ASSIGNED TASK –
Scan the material below for every line with the string "green", and copy those lines.

INFORMATION PROVIDED –
- - - -
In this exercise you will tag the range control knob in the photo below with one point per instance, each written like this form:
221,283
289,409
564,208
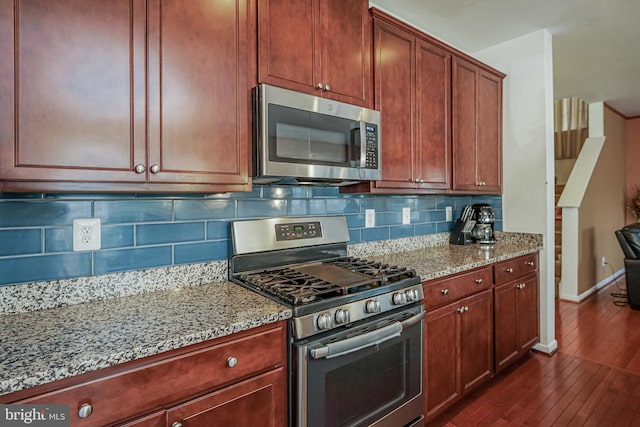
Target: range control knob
372,306
324,321
399,298
412,295
342,316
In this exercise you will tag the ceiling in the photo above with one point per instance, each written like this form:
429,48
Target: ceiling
596,43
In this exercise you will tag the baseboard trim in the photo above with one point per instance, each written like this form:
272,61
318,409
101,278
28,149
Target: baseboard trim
549,348
586,294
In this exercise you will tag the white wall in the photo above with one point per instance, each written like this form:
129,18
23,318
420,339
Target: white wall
528,180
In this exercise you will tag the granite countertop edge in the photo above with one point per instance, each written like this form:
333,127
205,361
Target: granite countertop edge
89,336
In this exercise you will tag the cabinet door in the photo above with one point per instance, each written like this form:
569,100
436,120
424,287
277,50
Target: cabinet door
157,419
528,312
346,51
288,44
198,92
258,401
432,131
72,100
506,326
441,354
464,125
476,340
489,150
394,57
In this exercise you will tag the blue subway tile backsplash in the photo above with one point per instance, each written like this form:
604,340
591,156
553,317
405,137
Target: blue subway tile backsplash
152,230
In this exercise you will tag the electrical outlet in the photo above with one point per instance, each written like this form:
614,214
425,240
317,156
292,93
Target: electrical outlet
448,211
369,218
86,234
406,215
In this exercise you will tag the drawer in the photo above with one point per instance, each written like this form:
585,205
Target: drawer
442,291
155,385
509,270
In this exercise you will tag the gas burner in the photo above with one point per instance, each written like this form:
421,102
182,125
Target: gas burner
385,272
294,286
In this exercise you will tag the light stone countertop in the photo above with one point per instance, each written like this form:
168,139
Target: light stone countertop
55,330
47,345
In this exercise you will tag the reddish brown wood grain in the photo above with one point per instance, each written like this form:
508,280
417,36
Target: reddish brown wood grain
303,44
591,380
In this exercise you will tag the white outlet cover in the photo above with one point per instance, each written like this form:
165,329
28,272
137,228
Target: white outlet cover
406,215
369,218
87,234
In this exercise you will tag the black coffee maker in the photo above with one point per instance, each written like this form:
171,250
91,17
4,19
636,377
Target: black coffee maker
484,217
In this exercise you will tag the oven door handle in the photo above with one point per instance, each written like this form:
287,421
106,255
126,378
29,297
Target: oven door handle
369,339
356,343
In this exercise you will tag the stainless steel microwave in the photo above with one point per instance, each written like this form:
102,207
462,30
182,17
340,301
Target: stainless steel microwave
300,138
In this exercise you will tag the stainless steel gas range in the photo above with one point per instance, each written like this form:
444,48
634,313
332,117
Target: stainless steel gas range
356,333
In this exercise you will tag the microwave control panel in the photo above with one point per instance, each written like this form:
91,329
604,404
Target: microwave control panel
298,230
371,149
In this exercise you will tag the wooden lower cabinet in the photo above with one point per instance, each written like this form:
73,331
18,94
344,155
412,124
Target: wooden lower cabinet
516,319
237,380
458,350
254,402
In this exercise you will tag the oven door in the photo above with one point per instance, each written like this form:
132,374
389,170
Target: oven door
370,374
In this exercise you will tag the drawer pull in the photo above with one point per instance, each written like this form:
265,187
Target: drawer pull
85,410
232,362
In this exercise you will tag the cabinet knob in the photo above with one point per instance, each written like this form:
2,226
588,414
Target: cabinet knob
232,362
85,410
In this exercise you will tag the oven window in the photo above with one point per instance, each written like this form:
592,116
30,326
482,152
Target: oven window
359,388
299,136
362,388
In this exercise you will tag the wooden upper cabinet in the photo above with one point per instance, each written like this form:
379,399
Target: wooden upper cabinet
124,95
198,92
71,105
321,47
433,125
394,59
477,128
412,89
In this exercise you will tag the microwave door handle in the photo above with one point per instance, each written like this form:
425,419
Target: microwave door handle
363,145
354,156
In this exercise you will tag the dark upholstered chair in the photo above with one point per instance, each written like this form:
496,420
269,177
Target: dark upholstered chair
629,239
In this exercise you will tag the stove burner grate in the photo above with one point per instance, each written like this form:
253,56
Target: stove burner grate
294,285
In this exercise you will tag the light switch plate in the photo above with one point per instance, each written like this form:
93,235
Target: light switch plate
369,218
406,215
86,234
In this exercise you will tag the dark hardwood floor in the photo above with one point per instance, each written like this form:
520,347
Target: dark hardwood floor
592,380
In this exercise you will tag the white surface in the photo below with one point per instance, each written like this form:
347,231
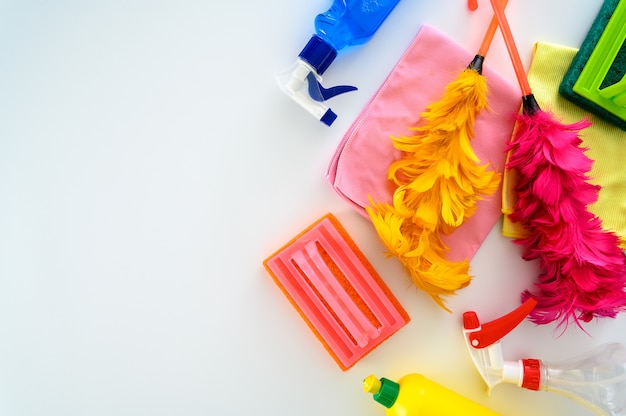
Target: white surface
149,163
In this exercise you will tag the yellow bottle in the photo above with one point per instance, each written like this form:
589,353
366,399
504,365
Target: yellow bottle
415,395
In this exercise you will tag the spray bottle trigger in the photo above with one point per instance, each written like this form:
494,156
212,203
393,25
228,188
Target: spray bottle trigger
319,93
489,333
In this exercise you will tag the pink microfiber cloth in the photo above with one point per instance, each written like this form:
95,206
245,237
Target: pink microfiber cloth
359,167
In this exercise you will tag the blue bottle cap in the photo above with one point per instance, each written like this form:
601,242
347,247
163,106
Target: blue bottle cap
318,53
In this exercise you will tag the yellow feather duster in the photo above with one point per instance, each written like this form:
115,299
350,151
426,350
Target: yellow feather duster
439,181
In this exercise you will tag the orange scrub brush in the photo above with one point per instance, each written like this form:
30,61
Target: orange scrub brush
337,291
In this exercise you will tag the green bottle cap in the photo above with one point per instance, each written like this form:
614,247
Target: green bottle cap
- - - -
TASK ANSWER –
In this exercise you will tag the green bottle cap in the photo above with one point per instance, each written like this form:
Target: green bottle cap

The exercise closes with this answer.